**** Extrait présenté
Chapitre I : METAPHYSIQUE ET
TRANSCENDANCE
En nous, « quelque chose » proteste contre
la bonne conscience rationaliste et les entreprises réductionnistes. Un
« quelque chose » dont l'invisible présence nous
comble, dont l'absence inexplicable nous laisse curieusement inquiets au coeur
même de nos suffisances. Nous portons en nous comme une nostalgie de
quelque chose d'autre, le sentiment qu'il y a autre chose. Platon parle dans le
Banquet d'un « quelque chose d'autre » dont les
âmes des amants sont éprises, qu'elles ne peuvent exprimer,
qu'elles devinent seulement et suggèrent en énigmes10(*).
I.1. Le désir de l'invisible
« La vraie vie est absente ». Mais nous
sommes au monde. La métaphysique surgit et se maintient dans cet alibi.
Elle est tournée vers l' « ailleurs »11(*). L'être se
révèle ici comme guerre. Il faut une relation nouvelle avec
l'être dans un monde où la violence est évidente et
secrète sur tout le règne de la totalité. L'ontologie ne
peut pas être considérée comme philosophie première,
comme fondement de la connaissance. La morale elle-même, pour se
prétendre inconditionnelle et universelle, devrait se superposer
à l'ontologie.
Pour pouvoir fonder l'éthique, Levinas se demande ce
que peut signifier l'intelligibilité de l'intelligible, la signification
du sens, la raison. Ainsi, usant de la méthode
phénoménologique, il va jusqu'à interroger ce qui fonde
l'ontologie qui prétend être la philosophie première.
Levinas commence par remettre en question la primauté de la philosophie
telle qu'elle fut héritée de la Grèce. La philosophie qui
nous est transmise - et qui, malgré son origine en Grèce, se
présente comme la « sagesse des nations », propose
une convenance totalitaire entre l'intelligibilité du cosmos où
se posent des êtres solides et saisissables et le bon sens pratique des
hommes ayant des besoins à satisfaire. Toute signifiance est ainsi
ramenée à l'être, parlant des étants en tant qu'ils
affirment l'être. Il se créé ainsi comme un espace verbal
totalitaire du mot être. L'ontologie devient ainsi comme une chasse aux
étants et aux choses. Elle entend identifier, situer en son sein les
étants et les choses. Mais cette démarche se trouve comme
débordée par l'irruption d'un irrationnel qui a un sens et
déchirant le sens totalitaire du rationnel.
Nous verrons dans le paragraphe suivant, la manière
dont Levinas introduit l'idée de débordement dans le Même
à partir de l'idée de l'infini qui est en nous. C'est là
un héritage du cartésianisme que Levinas explore pour fonder
l'éthique, appelée par lui : philosophie première,
métaphysique par excellence.
I.2. La transcendance comme
idée de l'infini
La métaphysique précède l'ontologie.
********
**** Données fournies
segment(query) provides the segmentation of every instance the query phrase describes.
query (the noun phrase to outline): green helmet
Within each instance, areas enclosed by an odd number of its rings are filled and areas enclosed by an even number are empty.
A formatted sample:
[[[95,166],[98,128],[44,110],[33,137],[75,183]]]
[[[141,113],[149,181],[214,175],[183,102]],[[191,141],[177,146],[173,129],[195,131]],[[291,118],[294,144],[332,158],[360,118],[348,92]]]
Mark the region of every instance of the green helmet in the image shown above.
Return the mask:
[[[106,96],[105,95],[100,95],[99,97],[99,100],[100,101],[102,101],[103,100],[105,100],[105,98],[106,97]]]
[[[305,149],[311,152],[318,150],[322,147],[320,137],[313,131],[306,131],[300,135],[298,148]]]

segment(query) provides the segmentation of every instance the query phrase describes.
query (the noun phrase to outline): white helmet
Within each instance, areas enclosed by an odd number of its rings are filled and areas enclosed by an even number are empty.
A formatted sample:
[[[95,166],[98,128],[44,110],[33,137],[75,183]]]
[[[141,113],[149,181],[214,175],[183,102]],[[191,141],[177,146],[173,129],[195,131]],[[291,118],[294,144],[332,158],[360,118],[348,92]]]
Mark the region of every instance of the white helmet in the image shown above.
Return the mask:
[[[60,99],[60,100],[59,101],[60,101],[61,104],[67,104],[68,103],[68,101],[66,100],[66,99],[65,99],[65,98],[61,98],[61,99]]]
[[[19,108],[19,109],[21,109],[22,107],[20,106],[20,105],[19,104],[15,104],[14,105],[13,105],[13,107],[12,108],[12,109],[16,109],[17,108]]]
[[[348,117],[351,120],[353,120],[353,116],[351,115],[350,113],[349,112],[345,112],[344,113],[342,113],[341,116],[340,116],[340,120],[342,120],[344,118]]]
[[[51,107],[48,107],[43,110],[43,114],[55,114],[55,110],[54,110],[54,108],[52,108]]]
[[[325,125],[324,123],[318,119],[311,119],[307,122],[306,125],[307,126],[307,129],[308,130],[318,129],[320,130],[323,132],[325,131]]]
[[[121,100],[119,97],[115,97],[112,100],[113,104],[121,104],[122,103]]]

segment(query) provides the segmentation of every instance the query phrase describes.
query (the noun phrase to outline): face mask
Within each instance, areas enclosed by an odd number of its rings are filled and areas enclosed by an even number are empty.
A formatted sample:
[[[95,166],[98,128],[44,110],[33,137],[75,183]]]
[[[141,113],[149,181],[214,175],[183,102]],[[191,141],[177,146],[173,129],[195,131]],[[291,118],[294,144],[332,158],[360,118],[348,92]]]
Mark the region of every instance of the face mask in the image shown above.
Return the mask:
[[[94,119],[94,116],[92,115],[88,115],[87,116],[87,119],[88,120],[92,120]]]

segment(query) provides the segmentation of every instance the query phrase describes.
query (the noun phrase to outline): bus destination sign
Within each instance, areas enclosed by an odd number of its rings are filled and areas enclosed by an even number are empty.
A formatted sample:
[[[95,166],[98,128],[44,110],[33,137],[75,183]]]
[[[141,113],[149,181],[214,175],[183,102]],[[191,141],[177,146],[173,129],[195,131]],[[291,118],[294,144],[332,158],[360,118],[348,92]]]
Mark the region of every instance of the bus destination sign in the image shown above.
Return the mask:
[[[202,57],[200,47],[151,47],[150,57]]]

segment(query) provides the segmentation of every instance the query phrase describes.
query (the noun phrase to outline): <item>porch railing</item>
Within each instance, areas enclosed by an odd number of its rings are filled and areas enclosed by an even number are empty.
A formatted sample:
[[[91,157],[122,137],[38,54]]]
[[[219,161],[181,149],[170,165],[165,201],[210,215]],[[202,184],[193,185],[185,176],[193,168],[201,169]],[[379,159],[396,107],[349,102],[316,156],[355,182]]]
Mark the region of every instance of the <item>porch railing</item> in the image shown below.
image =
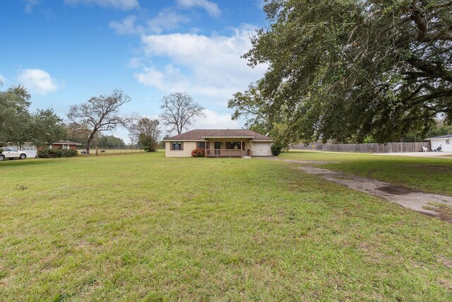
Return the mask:
[[[206,157],[242,157],[246,151],[240,149],[206,149]]]

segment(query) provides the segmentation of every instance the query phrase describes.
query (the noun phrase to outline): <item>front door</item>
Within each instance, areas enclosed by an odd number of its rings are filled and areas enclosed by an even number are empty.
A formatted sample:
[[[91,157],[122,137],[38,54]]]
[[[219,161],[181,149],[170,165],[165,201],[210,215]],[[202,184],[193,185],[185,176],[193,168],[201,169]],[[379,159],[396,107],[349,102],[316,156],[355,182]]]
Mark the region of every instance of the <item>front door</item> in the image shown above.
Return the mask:
[[[215,154],[220,155],[220,149],[221,149],[221,142],[215,141]]]

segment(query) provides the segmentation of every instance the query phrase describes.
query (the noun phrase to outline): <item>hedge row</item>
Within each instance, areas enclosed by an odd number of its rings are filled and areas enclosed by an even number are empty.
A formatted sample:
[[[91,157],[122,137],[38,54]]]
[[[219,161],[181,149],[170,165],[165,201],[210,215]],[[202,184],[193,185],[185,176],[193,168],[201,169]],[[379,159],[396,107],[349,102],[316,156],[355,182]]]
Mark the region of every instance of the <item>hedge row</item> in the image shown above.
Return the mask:
[[[40,158],[54,158],[56,157],[72,157],[78,156],[77,150],[68,149],[44,149],[37,152]]]

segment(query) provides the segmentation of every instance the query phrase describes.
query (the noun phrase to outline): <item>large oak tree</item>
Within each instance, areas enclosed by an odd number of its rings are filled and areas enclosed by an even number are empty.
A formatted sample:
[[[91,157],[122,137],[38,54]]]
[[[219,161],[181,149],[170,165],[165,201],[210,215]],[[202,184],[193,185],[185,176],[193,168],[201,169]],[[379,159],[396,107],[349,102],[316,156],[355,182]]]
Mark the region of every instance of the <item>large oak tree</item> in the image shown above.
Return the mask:
[[[249,64],[287,141],[379,142],[452,121],[452,1],[268,0]],[[237,107],[236,107],[237,108]],[[271,115],[268,114],[267,115]]]
[[[203,117],[204,108],[186,93],[177,92],[165,95],[162,99],[160,108],[163,110],[160,119],[170,132],[178,134],[189,126],[195,117]]]
[[[129,102],[130,98],[128,95],[115,90],[110,95],[94,96],[86,103],[71,106],[67,115],[69,120],[90,131],[86,138],[88,152],[96,133],[113,130],[118,126],[125,127],[133,120],[132,117],[119,115],[120,108]]]

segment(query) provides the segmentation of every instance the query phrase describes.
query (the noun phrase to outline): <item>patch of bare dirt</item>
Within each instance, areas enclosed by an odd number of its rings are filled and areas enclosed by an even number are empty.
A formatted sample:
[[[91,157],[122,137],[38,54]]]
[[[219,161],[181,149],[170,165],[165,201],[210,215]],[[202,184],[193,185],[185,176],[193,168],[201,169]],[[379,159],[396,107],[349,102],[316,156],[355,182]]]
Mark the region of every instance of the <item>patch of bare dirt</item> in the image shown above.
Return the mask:
[[[452,165],[405,165],[406,167],[420,168],[422,170],[430,172],[452,172]]]
[[[314,163],[316,165],[326,165],[327,163],[338,163],[338,161],[297,161],[295,159],[280,159],[276,156],[270,156],[266,158],[266,159],[270,159],[273,161],[285,161],[287,163]]]
[[[326,180],[343,185],[357,191],[378,196],[402,207],[452,223],[451,217],[444,215],[444,211],[438,211],[432,207],[433,204],[439,205],[437,205],[436,207],[442,206],[451,207],[452,197],[450,196],[416,191],[372,178],[331,171],[311,165],[304,165],[295,168],[300,169],[309,174],[323,177]]]
[[[399,187],[397,185],[387,185],[384,187],[378,187],[377,190],[395,195],[406,195],[413,192],[412,190],[407,189],[406,187]]]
********
• _Énoncé A_:
D'après l'extrait sur Levinas, dans quelle œuvre Platon parle-t-il d'un « quelque chose d'autre » dont les âmes des amants sont éprises ?
• _Énoncé B_:
Recopiez sans rien changer le passage de l'extrait sur Levinas qui va de « Nous verrons dans » à « métaphysique précède l'ontologie. ».
• _Énoncé C_:
Reprenez l'extrait sur Levinas et prolongez-le après sa dernière phrase.
Les items ne servent à rien pour ce travail.

• _Réponse A_:
Dans le Banquet.

• _Réponse B_:
Nous verrons dans le paragraphe suivant, la manière
dont Levinas introduit l'idée de débordement dans le Même
à partir de l'idée de l'infini qui est en nous. C'est là
un héritage du cartésianisme que Levinas explore pour fonder
l'éthique, appelée par lui : philosophie première,
métaphysique par excellence.
I.2. La transcendance comme
idée de l'infini
La métaphysique précède l'ontologie.

• _Réponse C_:
Voilà une affirmation qui ouvre le quatrième paragraphe de
la section première de Totalité et infini. La
métaphysique renvoie ici à l'éthique et l'ontologie
correspond à ce que nous appelons communément
métaphysique, comme science de l'être en tant qu'être ou
encore comme étude des essences. Ne pourrions-nous pas affirmer que la
morale ouvre ainsi la dimension qui fonde la transcendance en
philosophie ?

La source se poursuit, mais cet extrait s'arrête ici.